[Input records Boundary: Start]

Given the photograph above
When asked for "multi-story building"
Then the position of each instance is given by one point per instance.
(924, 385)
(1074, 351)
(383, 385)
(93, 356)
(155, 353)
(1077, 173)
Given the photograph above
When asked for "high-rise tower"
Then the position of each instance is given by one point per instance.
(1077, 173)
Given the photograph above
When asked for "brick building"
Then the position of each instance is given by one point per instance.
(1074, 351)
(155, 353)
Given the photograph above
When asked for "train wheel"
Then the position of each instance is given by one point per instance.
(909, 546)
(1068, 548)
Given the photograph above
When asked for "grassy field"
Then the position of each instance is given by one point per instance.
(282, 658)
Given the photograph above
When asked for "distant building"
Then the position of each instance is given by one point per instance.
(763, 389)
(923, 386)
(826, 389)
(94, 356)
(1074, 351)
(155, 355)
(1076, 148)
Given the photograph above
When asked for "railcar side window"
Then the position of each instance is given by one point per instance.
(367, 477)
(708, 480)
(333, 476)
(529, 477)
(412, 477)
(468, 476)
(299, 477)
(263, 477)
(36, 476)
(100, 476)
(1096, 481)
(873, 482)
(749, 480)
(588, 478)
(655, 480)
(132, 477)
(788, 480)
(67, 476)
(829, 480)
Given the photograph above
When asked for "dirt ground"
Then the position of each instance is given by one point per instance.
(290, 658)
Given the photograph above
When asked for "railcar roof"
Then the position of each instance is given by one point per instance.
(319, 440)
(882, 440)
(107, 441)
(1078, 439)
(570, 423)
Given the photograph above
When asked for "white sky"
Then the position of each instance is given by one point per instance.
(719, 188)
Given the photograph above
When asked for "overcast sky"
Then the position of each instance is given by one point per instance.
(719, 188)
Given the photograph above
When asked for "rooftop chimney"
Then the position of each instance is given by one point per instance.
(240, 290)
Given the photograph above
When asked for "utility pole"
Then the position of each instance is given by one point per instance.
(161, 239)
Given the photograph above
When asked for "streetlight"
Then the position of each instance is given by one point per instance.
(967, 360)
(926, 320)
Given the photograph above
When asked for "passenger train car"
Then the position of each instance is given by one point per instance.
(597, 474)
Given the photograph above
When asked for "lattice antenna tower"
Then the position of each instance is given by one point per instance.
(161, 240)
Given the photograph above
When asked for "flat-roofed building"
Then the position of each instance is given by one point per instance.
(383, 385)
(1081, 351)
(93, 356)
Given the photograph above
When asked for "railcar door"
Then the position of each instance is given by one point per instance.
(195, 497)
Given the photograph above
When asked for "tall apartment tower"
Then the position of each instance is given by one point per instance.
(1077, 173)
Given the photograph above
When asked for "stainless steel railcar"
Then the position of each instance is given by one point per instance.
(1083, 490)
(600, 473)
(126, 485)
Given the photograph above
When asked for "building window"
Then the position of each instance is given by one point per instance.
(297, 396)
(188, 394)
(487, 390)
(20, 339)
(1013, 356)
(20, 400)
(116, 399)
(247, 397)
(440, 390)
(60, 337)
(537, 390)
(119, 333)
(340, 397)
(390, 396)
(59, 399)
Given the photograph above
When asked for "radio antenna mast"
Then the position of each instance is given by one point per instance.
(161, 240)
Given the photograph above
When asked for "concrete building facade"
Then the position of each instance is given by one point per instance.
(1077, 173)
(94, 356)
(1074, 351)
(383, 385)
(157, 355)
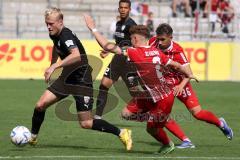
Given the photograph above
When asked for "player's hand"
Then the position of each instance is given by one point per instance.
(89, 21)
(104, 53)
(48, 72)
(193, 77)
(177, 90)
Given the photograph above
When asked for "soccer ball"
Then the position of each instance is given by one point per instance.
(20, 136)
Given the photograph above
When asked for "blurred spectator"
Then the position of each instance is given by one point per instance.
(150, 23)
(193, 5)
(182, 5)
(211, 9)
(219, 9)
(226, 14)
(112, 27)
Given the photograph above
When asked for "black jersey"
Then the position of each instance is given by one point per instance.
(122, 35)
(67, 40)
(76, 73)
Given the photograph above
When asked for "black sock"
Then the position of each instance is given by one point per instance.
(101, 99)
(104, 126)
(37, 120)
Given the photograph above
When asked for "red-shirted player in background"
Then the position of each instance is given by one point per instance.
(149, 62)
(183, 89)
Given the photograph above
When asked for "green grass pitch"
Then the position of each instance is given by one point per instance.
(61, 139)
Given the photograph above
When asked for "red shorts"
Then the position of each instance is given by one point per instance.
(157, 112)
(188, 97)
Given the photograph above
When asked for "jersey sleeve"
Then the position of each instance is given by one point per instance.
(152, 41)
(180, 57)
(67, 40)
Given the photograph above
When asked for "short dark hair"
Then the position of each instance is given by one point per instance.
(125, 1)
(164, 28)
(141, 30)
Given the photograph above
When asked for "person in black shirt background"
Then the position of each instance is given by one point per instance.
(75, 80)
(119, 66)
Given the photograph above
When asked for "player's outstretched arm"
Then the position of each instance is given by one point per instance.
(184, 69)
(103, 42)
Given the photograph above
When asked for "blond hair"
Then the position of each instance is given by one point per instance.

[Input records Boundary: End]

Try it: Every line above is to be returned exactly, with its pictures removed.

Exercise output:
Given the photograph above
When asked for "multi-story building"
Then the position of each instance is given by one point per instance.
(924, 385)
(1074, 351)
(383, 385)
(93, 356)
(155, 353)
(1077, 173)
Given the photograph above
When asked for "high-rise tower"
Then the position of each instance is given by one point per instance.
(1077, 173)
Given the photograph above
When asked for "brick building"
Then the position of each instance is given by one point per instance.
(1074, 351)
(155, 353)
Given the photograph above
When asked for "train wheel"
Then the position of each instance is given by one point per instance.
(909, 546)
(1068, 548)
Given the photograph above
When asked for "grassy field"
Then the position of each instance is given by one point per instance.
(282, 658)
Given the photograph above
When asked for "distant building"
Then the position of each instance is given by one point per instance.
(763, 389)
(923, 386)
(826, 389)
(94, 356)
(1074, 351)
(155, 355)
(1076, 148)
Given the photograph above
When asked for "railcar side window"
Then the position of each instance is given by one point per instance.
(367, 477)
(708, 480)
(333, 476)
(529, 477)
(412, 477)
(468, 476)
(299, 477)
(263, 477)
(36, 476)
(100, 476)
(1096, 481)
(873, 482)
(749, 480)
(588, 478)
(655, 480)
(132, 477)
(788, 480)
(67, 476)
(829, 480)
Given the photograph above
When asked for "dirt ground"
Then the position of each instance is given by one point per instance.
(290, 658)
Given the photograph above
When asked for "railcar roof"
Then the position of each instance is given by one point per instance.
(319, 440)
(882, 440)
(107, 441)
(1078, 439)
(570, 423)
Given the photograph above
When asked for "white sky"
Then the position of each instance is given by one point per instance.
(719, 188)
Given the photograph above
When asked for "overcast sky"
Then the position of each instance is given by one point per instance.
(719, 188)
Given the photograph above
When asked for "rooftop chimney"
Then the position of each instance is given by one point per instance.
(240, 290)
Given the photograph above
When asked for "utility pole"
Then the position of each instance is given by one point per instance.
(161, 239)
Given the photograph above
When asked for "streetlight"
Then the position of each instance is given by one point per instance.
(967, 360)
(926, 320)
Given the photograph above
When asked for "passenger train car"
Then the position of each instance is given by one point per instance.
(597, 474)
Given the photograph above
When asked for "lattice antenna tower"
Then the position of each instance is given by one point per instance.
(161, 240)
Given the photograph above
When asked for "flat-roofed building"
Then the position of each instance is given by one point per instance.
(383, 385)
(1081, 351)
(93, 356)
Given the photograph above
When asked for "railcar door"
Then the position of each instance is given by one point per instance.
(195, 497)
Given the photograph above
When asked for "tall apartment tower"
Then the position of each instance is given by one point per instance.
(1077, 173)
Given the photograph above
When asked for "stainless steel railcar"
Then the position of each instance is given by one point per instance.
(1083, 490)
(600, 473)
(126, 485)
Given the photograph above
When asked for "building window"
Then the position of each instance is given by one point per instance.
(297, 396)
(188, 394)
(487, 390)
(20, 339)
(1013, 356)
(20, 400)
(116, 399)
(247, 397)
(440, 390)
(60, 337)
(537, 390)
(119, 333)
(340, 397)
(390, 396)
(59, 399)
Given the photograph above
When asked for "radio antenna mast"
Then the position of each instance is given by one point per instance.
(161, 240)
Given the photograph above
When asked for "concrete building facade"
Then the position of each instance is given by one point per instance.
(1077, 173)
(94, 356)
(1074, 351)
(383, 385)
(157, 355)
Given the photograph above
When asked for "player's hand"
Then the position of each instance is given by one point per instance.
(89, 21)
(104, 53)
(48, 72)
(193, 77)
(177, 90)
Given the photograph above
When asked for "soccer ball"
Then the position of each instance is given by one point per instance.
(20, 136)
Given the photograph above
When asked for "blurred spectator"
Then the position of each instance is given by one point per instance.
(150, 23)
(193, 5)
(182, 5)
(211, 9)
(219, 9)
(226, 14)
(112, 27)
Given the photograph above
When asked for "black jersey"
Then the position of each instance is given by one point per instance.
(122, 35)
(67, 40)
(76, 73)
Given the photograph above
When asked for "black sock"
Then the position of each instance is given by one point per instance.
(101, 99)
(104, 126)
(37, 120)
Given the photograph above
When asked for "red-shirted player in background"
Then the position of each instance is given by one point per instance.
(149, 62)
(183, 89)
Given the photograph above
When asked for "green grass pitch"
Then the position of each instance is given by one point per instance.
(61, 139)
Given the photograph above
When asked for "red shorts"
Then the position of each instance is given by one point per instance.
(157, 112)
(188, 97)
Given the photograph above
When asked for "jersey sleeve"
Then the position of each instance is given by one point per instance.
(152, 41)
(180, 57)
(67, 40)
Given the photograph above
When asked for "short dark hair"
Then the position of each instance is given by one point per instance.
(125, 1)
(164, 28)
(141, 30)
Given the photograph above
When asked for "person in black shirt background"
Then the position of each instance is given by one point per instance.
(75, 80)
(119, 66)
Given the photograph above
When asked for "player's outstretched arm"
Then the position of each instance is given by one point per instance.
(184, 69)
(103, 42)
Given the photograph above
When asked for "blond hair"
Then the position of each instance is given by one point per instance.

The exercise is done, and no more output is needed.